Directions for this task - Put the lines of the listing below into a numbered list, from the line with "of the tile" up to and including the line with "x=425, y=387", leaving out blank lines.

Materials provided -
====
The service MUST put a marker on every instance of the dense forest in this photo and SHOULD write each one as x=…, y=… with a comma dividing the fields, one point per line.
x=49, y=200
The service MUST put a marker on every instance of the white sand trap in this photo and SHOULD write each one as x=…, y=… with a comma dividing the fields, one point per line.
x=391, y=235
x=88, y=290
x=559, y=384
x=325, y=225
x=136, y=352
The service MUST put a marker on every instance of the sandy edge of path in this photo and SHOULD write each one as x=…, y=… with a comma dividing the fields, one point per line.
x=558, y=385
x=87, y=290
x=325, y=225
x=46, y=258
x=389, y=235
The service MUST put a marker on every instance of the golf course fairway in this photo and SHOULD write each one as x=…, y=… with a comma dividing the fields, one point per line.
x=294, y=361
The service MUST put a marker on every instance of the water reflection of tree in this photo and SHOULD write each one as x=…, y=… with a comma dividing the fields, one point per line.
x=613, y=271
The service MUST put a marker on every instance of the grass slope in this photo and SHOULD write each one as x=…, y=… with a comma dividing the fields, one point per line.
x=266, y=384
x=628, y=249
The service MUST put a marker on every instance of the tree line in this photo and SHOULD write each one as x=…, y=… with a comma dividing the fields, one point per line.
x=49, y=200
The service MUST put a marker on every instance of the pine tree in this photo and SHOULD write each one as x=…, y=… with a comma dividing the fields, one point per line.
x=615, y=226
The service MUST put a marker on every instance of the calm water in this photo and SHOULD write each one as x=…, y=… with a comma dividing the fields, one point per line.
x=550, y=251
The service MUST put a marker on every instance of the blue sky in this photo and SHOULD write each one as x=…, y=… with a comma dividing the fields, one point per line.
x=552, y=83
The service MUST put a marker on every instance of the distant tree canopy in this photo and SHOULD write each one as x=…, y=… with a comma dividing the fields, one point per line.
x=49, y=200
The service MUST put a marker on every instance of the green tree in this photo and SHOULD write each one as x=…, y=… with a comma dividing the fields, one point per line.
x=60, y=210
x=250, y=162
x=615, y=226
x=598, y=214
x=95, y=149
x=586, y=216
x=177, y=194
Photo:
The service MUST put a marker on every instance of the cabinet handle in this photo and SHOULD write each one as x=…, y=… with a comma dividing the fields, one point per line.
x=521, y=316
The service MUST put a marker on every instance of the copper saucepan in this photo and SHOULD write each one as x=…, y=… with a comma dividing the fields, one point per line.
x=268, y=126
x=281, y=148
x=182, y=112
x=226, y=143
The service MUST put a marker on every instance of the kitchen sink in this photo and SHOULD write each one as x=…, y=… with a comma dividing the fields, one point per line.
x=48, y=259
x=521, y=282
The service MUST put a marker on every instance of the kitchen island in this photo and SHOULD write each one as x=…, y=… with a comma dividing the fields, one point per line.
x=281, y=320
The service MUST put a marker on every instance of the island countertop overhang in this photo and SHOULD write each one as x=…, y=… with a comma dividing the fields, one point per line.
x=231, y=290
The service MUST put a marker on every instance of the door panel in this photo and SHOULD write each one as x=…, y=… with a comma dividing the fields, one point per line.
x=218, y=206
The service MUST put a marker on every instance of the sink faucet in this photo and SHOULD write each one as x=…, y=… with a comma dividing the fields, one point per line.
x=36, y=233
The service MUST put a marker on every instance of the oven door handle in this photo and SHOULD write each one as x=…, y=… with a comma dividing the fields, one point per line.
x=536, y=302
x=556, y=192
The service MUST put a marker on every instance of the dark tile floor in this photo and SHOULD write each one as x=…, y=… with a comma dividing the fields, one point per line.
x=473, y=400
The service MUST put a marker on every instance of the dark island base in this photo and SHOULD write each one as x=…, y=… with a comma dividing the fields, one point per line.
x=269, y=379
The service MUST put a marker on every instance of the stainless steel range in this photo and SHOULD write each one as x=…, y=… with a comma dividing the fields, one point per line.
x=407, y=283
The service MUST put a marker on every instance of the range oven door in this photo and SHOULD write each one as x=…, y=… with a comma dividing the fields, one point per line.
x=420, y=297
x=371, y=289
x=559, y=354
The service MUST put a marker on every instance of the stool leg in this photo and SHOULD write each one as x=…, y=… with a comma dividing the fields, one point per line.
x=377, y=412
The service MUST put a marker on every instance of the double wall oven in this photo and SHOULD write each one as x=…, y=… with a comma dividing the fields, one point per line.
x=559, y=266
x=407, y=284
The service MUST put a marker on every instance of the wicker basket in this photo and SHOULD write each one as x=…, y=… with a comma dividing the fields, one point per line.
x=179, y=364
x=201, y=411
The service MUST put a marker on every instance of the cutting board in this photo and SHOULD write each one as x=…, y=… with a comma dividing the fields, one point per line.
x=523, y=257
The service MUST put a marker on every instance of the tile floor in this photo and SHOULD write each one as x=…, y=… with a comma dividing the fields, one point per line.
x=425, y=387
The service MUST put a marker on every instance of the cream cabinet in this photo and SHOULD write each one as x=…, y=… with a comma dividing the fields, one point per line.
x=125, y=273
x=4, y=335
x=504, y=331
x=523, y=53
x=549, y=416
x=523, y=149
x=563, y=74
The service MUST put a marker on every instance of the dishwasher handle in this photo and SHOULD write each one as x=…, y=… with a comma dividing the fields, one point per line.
====
Completed task -
1. The service MUST put a marker on every instance of the tile floor in this photo and SHOULD write each one as x=…, y=… with a comma dividing the fields, one point per line.
2. x=425, y=387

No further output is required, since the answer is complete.